[Extracted text]
---+---

AUGUSTA, Maine — In the weeks leading up to the historic breaching of the Edwards Dam, there was little doubt that striped bass, sturgeon and salmon would eventually return to the Kennebec River north of Maine’s capital city.
The only question was how long it would take for sea-run fish to reclaim those 17 miles of free-flowing river after more than 160 years of obstruction.
Fishermen quickly got their answer.
“As soon as the dam was breached, we were catching striped bass up to Waterville,” Trout Unlimited’s Jeff Reardon said Tuesday while standing near the site of the former dam.
The removal of Augusta’s Edwards Dam 10 years ago today and the subsequent recovery of the lower Kennebec has been hailed as a national precedent for river restoration.
But that success story on the Kennebec could pale in comparison to what many observers believe they will see when three Penobscot River dams are removed or bypassed in the near future.
As part of that restoration effort, federal agencies announced Tuesday that Maine will receive $6.1 million in stimulus money to help finance the removal of the Great Works dam on the Penobscot.
“It’s just a fraction of what will happen in the Penobscot with the size of the watershed and the amount of habitat that will be reopened,” said Patrick Keliher, director of the Bureau of Sea-Run Fisheries and Habitat with the Maine Department of Marine Resources.
Tuesday’s commemoration on the banks of the Kennebec was not nearly as dramatic as the scene on July 1, 1999. Back then, an estimated 1,000 people cheered as a backhoe dug a hole in the 162-year-old dam, unleashing a trickle and then a torrent of muddy water downstream.
It’s beneath the surface of the Kennebec, however, where arguably the most significant events have unfolded during the past decade.
In addition to stripers, shad have returned in large numbers to the Kennebec, giving rise to another highly marketable recreational fishery. Atlantic sturgeon and their smaller cousins, the shortnose sturgeon, which is listed as an endangered species, are also being spotted in ever-increasing numbers.
And while no alewives or river herring could be found above Edwards Dam 10 years ago, DMR biologists at the Benton Falls dam stopped counting earlier this spring at around 1.3 million alewives.
“If we just give nature an opportunity, just give her a chance to bring back a river, she will,” said Brownie Carson, executive director of the Natural Resources Council of Maine, one of the groups heavily involved in the effort to remove the dam.
Demolition of the Edwards Dam reopened 17 miles of river habitat to fish. The Penobscot project, by comparison, will give salmon, shad and other sea-run fish access to nearly 1,000 miles of watershed.

---+---

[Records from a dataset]
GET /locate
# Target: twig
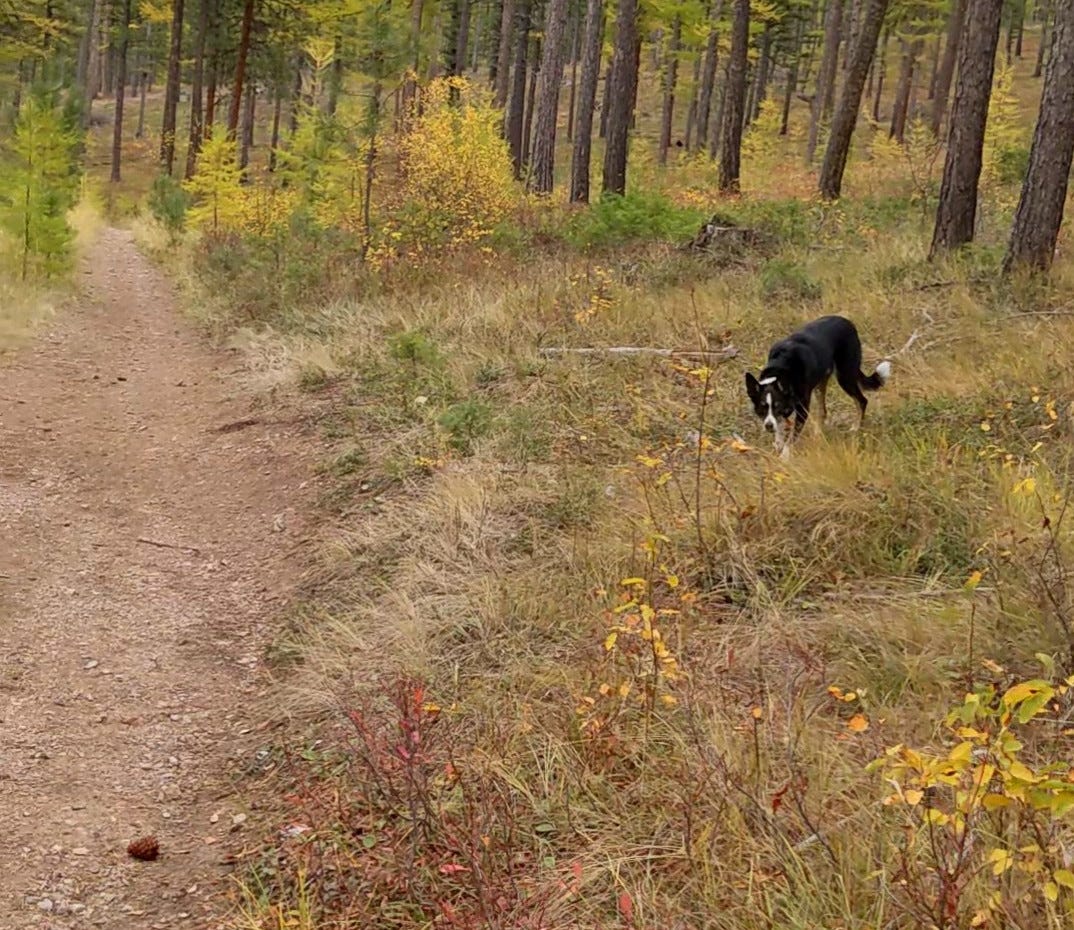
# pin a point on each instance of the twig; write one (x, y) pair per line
(714, 354)
(236, 425)
(192, 549)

---+---

[What to do]
1) In the Edwards Dam article, how much stimulus money will Maine receive, and for what?
2) For each statement, say yes or no depending on whether the Edwards Dam article supports it, and quote the deciding words: (a) A crowd of about 1,000 people watched the dam being breached in 1999. (b) The shortnose sturgeon is listed as an endangered species. (c) Alewives were already present above Edwards Dam 10 years ago.
3) Continue the Edwards Dam article from its final sentence.

[Your written answers]
1) Maine will receive $6.1 million in stimulus money to help finance the removal of the Great Works dam on the Penobscot.

2)
(a) Yes: "an estimated 1,000 people cheered as a backhoe dug a hole in the 162-year-old dam"
(b) Yes: "the shortnose sturgeon, which is listed as an endangered species"
(c) No: "no alewives or river herring could be found above Edwards Dam 10 years ago"

3)
Federal regulators are reviewing the Penobscot River Restoration Trust’s application to purchase the Great Works, Veazie and Howland dams from PPL Corp. for $25 million. The coalition members that are part of the trust are now working to raise an additional $25 million to remove the Veazie and Great Works dams and by-pass the Howland dam.
The $6 million in federal money announced Tuesday will go toward that latter phase.
Laura Rose Day, the trust’s executive director, said the Edwards Dam project has provided a decade of evidence that dam removal can rebuild fisheries when done right. It also paved the way for the much more ambitious — and complicated — Penobscot project.
“It’s inspiring,” Day said after Tuesday’s event. “It demonstrates that it is technically feasible. It’s proof that the worst-case scenarios haven’t happened.”
There was no mention during Tuesday’s ceremonies of federal officials’ recent decision to add Atlantic salmon in the Penobscot, Kennebec and Androscoggin rivers to the endangered species list. That decision was praised by many environmental and conservation groups, including Trout Unlimited, but was pilloried by state officials and industries operating along Maine’s three largest rivers.
Less than a dozen sea-run salmon have been observed returning to the Kennebec to spawn so far this year. Biologists working on the Penobscot, meanwhile, had counted 1,444 adult salmon as of Sunday. That is about 200 less than last year at this time but still well above the total annual returns for every other year since 1996.
Several observers said Tuesday that while Kennebec salmon continue to struggle 10 years later, they expressed strong optimism that the Penobscot’s much stronger salmon population would flourish after the dams are down — just as shad, stripers and other sea-run fish have in the Kennebec.
Waterville angler Ken “Snapper” Cashman was among those who watched the Edwards Dam come down 10 years ago. On Tuesday, the 78-year-old beamed as he talked about fishing for striped bass about 1 ½ miles from his home.
Standing in a park that used to be the site of a former mill tied to the old dam, Cashman called the dam removal “the best thing that ever happened” to the river.
“This is great, and it’s going to get better every year,” he said.